# What is being asked
When you reach the line containing "the tree in" in the records below, start copying exactly, and stop once you have copied the line containing "sun flare, the".

# Data for review
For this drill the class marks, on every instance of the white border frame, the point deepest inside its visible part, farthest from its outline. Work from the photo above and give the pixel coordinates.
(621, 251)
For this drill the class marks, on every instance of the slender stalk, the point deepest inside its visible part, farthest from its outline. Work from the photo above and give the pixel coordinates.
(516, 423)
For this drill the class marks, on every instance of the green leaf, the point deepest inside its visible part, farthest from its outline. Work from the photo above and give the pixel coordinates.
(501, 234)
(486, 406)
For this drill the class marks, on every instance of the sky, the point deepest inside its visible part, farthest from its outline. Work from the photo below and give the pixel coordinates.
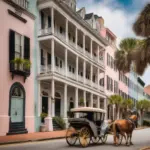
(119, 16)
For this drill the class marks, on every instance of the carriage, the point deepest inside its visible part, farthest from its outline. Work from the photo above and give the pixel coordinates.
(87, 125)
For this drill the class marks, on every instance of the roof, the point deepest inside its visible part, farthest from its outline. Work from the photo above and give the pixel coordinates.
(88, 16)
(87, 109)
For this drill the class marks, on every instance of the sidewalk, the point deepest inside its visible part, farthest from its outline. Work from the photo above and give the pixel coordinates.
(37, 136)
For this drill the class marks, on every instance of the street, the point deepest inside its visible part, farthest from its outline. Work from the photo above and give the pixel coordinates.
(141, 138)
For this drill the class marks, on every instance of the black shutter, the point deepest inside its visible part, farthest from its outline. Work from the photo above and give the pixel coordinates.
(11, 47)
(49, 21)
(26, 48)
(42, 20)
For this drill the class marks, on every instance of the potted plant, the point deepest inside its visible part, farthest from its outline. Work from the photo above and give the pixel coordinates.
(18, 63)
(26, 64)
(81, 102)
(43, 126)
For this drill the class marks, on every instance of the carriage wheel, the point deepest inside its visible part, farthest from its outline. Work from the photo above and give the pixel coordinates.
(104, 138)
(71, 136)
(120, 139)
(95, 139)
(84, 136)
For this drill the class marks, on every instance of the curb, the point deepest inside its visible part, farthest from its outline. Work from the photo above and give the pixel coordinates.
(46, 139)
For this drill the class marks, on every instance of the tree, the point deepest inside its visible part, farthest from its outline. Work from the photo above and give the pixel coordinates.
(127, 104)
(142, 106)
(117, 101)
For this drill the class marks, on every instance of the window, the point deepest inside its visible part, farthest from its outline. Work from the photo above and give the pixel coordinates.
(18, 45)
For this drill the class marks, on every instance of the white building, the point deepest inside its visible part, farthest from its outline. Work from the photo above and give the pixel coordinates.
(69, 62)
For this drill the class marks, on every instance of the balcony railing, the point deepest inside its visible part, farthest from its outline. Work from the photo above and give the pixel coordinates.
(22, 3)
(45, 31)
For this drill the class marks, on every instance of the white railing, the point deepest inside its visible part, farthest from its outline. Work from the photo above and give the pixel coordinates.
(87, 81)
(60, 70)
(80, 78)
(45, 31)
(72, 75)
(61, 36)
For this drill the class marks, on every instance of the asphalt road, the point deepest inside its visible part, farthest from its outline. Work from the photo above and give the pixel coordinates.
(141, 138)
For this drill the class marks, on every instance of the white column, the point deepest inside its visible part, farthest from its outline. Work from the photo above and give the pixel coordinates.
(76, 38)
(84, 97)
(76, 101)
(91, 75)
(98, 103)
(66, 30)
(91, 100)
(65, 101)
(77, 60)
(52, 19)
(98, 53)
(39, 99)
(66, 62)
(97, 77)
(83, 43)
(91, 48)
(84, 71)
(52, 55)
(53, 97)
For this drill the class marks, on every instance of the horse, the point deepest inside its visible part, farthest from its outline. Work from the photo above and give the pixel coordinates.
* * *
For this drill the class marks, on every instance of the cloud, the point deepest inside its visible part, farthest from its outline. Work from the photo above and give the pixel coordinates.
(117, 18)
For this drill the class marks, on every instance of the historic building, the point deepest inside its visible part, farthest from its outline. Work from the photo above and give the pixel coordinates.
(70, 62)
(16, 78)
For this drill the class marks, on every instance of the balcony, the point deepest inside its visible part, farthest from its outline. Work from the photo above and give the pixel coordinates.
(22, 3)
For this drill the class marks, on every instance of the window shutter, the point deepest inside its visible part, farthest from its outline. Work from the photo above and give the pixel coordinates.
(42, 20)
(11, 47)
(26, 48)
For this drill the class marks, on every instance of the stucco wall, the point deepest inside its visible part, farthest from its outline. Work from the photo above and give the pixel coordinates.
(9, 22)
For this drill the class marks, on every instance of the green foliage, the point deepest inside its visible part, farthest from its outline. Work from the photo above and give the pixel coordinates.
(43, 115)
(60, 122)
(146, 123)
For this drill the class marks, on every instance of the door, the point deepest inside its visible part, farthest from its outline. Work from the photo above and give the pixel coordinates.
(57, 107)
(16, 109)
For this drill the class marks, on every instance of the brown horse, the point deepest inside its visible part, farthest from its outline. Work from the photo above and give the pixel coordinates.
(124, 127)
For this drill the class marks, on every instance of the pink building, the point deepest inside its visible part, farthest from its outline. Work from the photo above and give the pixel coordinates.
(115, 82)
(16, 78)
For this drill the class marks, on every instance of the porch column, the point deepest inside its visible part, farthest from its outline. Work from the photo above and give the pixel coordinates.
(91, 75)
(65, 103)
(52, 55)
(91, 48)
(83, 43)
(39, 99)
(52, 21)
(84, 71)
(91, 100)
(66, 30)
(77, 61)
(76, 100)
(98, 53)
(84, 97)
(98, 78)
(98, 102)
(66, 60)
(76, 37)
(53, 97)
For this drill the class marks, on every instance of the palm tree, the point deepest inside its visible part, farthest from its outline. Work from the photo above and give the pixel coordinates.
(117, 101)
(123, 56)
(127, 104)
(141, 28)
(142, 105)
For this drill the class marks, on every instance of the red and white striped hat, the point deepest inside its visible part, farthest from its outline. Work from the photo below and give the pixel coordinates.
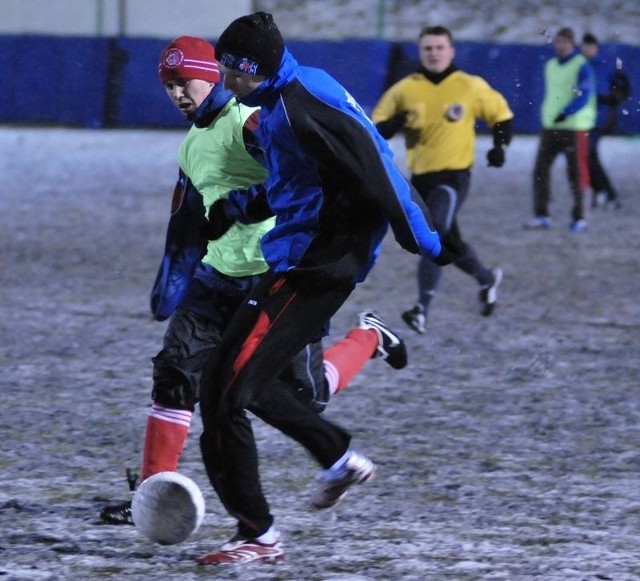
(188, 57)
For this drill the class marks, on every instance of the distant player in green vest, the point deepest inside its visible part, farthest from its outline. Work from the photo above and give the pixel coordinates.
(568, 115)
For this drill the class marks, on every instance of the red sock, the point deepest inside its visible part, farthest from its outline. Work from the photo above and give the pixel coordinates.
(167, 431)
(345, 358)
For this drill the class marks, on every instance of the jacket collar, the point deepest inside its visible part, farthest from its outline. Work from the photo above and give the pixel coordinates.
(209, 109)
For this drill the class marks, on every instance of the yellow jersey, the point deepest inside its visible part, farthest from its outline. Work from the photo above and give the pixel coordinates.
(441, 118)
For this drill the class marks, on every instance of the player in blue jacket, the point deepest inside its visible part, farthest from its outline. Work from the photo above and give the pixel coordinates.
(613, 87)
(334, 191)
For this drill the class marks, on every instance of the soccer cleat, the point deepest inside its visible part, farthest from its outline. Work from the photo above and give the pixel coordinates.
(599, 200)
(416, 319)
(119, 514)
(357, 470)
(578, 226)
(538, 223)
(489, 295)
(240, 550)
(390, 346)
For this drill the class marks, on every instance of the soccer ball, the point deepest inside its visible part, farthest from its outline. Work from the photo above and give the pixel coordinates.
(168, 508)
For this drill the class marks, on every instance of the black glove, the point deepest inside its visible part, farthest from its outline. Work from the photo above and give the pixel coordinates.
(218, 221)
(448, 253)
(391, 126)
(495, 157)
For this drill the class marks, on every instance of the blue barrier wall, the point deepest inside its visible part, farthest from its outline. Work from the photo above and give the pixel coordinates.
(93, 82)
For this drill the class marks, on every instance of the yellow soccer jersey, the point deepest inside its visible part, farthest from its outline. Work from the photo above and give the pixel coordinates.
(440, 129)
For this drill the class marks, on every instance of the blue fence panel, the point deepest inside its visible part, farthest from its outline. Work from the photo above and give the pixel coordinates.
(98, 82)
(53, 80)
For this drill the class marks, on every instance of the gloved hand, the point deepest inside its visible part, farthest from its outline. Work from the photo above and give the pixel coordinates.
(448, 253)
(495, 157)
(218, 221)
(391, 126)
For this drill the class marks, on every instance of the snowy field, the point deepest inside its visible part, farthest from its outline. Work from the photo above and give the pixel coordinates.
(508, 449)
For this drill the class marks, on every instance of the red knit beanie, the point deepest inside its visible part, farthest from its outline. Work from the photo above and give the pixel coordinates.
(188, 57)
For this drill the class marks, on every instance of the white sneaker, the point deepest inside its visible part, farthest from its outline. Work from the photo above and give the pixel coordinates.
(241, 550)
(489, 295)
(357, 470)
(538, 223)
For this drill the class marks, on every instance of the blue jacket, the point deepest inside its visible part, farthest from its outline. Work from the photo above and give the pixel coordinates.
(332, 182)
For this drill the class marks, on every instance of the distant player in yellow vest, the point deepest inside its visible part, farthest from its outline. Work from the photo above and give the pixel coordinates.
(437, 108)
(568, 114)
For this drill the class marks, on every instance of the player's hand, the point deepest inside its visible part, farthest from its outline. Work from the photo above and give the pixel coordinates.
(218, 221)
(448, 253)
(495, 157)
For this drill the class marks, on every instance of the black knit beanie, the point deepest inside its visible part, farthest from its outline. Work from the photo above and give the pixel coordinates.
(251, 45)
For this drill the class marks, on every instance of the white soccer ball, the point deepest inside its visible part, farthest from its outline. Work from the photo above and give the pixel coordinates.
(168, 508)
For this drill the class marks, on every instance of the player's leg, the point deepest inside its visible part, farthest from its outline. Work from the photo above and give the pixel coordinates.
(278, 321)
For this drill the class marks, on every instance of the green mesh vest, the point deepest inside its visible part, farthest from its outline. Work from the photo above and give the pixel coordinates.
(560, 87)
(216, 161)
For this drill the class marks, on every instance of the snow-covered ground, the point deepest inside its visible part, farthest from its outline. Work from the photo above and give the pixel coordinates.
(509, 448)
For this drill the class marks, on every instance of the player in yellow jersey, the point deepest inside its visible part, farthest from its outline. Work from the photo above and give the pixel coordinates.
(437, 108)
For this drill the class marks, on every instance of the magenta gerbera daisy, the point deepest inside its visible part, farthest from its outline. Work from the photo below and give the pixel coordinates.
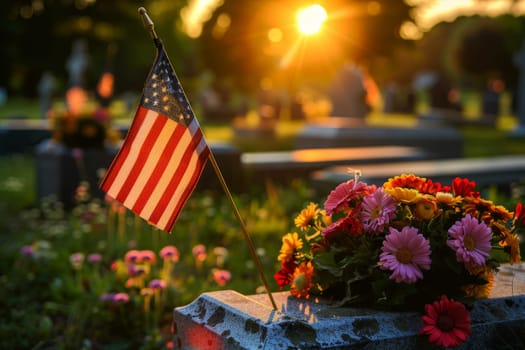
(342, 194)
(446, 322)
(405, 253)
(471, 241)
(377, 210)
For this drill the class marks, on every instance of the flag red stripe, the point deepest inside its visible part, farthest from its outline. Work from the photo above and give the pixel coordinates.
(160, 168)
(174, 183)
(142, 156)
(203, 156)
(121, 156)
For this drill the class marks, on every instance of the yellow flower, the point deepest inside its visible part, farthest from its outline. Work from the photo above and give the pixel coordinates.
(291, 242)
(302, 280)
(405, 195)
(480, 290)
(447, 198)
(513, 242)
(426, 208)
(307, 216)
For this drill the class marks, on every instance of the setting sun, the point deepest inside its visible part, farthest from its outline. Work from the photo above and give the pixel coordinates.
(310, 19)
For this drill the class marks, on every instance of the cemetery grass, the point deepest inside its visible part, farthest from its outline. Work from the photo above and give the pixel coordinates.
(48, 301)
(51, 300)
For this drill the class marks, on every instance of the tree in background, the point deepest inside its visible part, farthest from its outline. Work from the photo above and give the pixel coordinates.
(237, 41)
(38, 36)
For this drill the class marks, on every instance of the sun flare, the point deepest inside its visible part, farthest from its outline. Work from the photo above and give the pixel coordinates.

# Output of the task
For this drill the class marks, on every instance of the tree in background, the point deepest inside its visible part, farthest from its outline. Work from the photo above and give the pixel coordinates.
(237, 41)
(38, 36)
For this drill the class marks, on every instance of the sun flare, the point deepest inside its visible part, farthest from its outline. Work from the photo above and give the pixel coordinates.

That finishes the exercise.